* WORK TO COMPLETE: The lines from the first line of the entries through the line containing "Q: Give the pixel coordinates of a point on the large" are to be repeated exactly, with both of those lines included.

(Dataset entries)
┌────────
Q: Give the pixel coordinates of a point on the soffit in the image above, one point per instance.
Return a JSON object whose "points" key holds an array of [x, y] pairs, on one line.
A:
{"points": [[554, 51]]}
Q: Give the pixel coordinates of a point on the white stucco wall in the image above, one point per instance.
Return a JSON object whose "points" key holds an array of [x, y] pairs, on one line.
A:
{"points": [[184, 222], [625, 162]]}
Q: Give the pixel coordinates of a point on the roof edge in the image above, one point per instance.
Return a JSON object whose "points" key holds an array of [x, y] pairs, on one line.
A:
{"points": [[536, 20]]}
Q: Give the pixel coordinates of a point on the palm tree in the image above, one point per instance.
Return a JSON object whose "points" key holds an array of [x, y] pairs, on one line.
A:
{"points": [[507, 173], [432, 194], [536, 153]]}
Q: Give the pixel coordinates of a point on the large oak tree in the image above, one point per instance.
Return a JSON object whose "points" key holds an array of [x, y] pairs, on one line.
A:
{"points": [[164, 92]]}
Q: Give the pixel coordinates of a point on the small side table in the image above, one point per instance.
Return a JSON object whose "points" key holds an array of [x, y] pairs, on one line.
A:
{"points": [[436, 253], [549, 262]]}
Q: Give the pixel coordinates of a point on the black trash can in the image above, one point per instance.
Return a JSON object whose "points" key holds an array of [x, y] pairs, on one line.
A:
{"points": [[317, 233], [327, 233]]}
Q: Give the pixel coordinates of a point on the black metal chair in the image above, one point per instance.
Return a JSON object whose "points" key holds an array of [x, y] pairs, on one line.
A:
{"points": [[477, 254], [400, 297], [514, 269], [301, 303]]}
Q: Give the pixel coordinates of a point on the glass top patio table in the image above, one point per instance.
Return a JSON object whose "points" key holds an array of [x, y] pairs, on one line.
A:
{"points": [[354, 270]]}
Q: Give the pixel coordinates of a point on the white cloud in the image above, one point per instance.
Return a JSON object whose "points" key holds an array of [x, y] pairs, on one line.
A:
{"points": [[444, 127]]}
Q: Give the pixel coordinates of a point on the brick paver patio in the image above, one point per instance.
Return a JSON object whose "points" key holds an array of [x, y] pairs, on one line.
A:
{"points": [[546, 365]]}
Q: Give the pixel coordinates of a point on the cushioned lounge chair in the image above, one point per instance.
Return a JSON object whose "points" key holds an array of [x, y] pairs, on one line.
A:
└────────
* EXERCISE SOLUTION:
Q: Give the pixel coordinates of a point on the soffit in the image above, one point per instance.
Return a JSON object whose "points" key holds an array of [x, y] pairs, on one line.
A:
{"points": [[554, 51]]}
Q: Give the pixel coordinates of a point on the white stucco wall in the image above, one point per instance.
Return a JSON object whose "points" key holds an array of [x, y] pairs, on one line.
A:
{"points": [[184, 222], [625, 162]]}
Q: Give the pixel coordinates of a point on the roof edge in the image above, one point per instance.
Return a JSON object whose "points" key holds an array of [x, y] pairs, on one line.
A:
{"points": [[536, 20]]}
Q: Give the pixel coordinates of a point on the palm tree in the image above, one point per instance.
Return a JSON object whose "points" key holds an array of [x, y] pairs, on one line.
A:
{"points": [[507, 173], [432, 194], [536, 153]]}
Q: Give the pixel coordinates of a point on the large oak tree in the image above, one point per instance.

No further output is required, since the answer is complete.